--- BEGIN Document passage ---
Minister Announces in Morocco Brazil Will Soon Get Investment Grade

Brazilian Development Minister Miguel Jorge Ministers of Arab and South American countries approved this Wednesday, May 23, in Rabat, the Moroccan capital, an action plan for joint activities in the economic area. The program, idealized at the beginning of the year during a meeting of diplomats in Cairo, envisions, among other measures, the promotion of a bi-regional meeting, the organization of seminars about mining, energy, capital and financial markets and tourism.

The approval of the document wasn't expected before today, but talks advanced fast and it was ratified yesterday. The program also plans that diplomats of both regions should, where possible, coordinate positions in the scope of international organizations like the World Trade Organization (WTO), the International Monetary Fund (IMF) and the World Bank.

The document also forecasts foreign trade training of Arab technicians at the Arab Brazilian Chamber of Commerce, negotiations for the simplification of the concession of visas for businessmen, joint actions in the area of culture and tourism and the strengthening of maritime and aerial routes between both regions. The plan gives as examples the direct Emirates Airline flight between Dubai and São Paulo, to be inaugurated in October.

The program also mentions the organization of road-shows promoting investment opportunities in the areas of energy and mining, the negotiation of agreements for protection of investment and to avoid dual tax as well as economic studies aimed at expanding reciprocal knowledge about trade, investment and cooperation.
--- END Document passage ---
**To be done:**
1 - According to the article on the Arab–South American economic action plan, when is the direct Emirates Airline flight between Dubai and São Paulo to be inaugurated?
2 - Resume the article on the Arab–South American economic action plan, picking up after its final sentence.
--- BEGIN Dataset extract ---
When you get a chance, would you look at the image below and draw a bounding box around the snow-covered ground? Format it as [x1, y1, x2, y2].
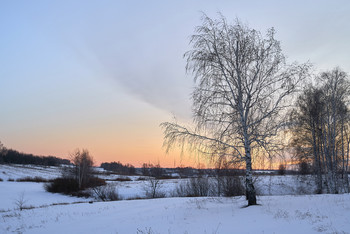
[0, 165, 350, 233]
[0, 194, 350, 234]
--- END Dataset extract ---
**Answers to the problems:**
1 - In October.

2 -
"The meeting was good and perspectives about relations with the Arab countries are also very good," said by phone the minister of Development, Industry and Foreign Trade, Miguel Jorge, who represented Brazil in the meeting. "We must proceed and intensify these meetings," he added.

Apart from him, the minister of Economic and General Affairs of Morocco, Rachid Talbi El Alami, who presided the meeting, the minister of Finance of Saudi Arabia, Ibrahim Al-Assaf, the minister of International Cooperation of Sudan, Tijani Saleh Foudail, the minister of Finance, Economy and Foreign Trade of Qatar, Youssuf Hussein Kamal, the Finance minister of Bolivia, Luis Alberto Arce Catacora, deputy ministers in the economic area of Bahrain, the United Arab Emirates, Oman and Argentina, as well as representatives of the governments of almost all Arab and South American countries participated in the meeting.


In his presentation, Jorge spoke about the current situation of the Brazilian economy, about inflation under control, the reduction of the country risk rating, the increase in investment and of exports and added that the country should soon be granted "investment grade" by international rating agencies. "After the meeting many ministers came to talk to me about these figures," he said.

According to the coordinator for Summit of South American – Arab Countries affairs at the Itamaraty, í‚nuar Nahes, who is also in Rabat, various participants showed enthusiasm regarding the fact that Jorge is of Lebanese descent.

"He also spoke about Brazilian ethanol, about the possibility of its use as an energy complement now and in the future," said the Brazilian ambassador to Rabat, Carlos Alberto Simas Magalhães.

According to information published on Moroccan news agency Maghreb Arabe Presse (MAP), minister Rachid El Alami pointed out that the acceleration of the sustainable development process of both regions requires greater trade relations and the simplification of the flow of capital.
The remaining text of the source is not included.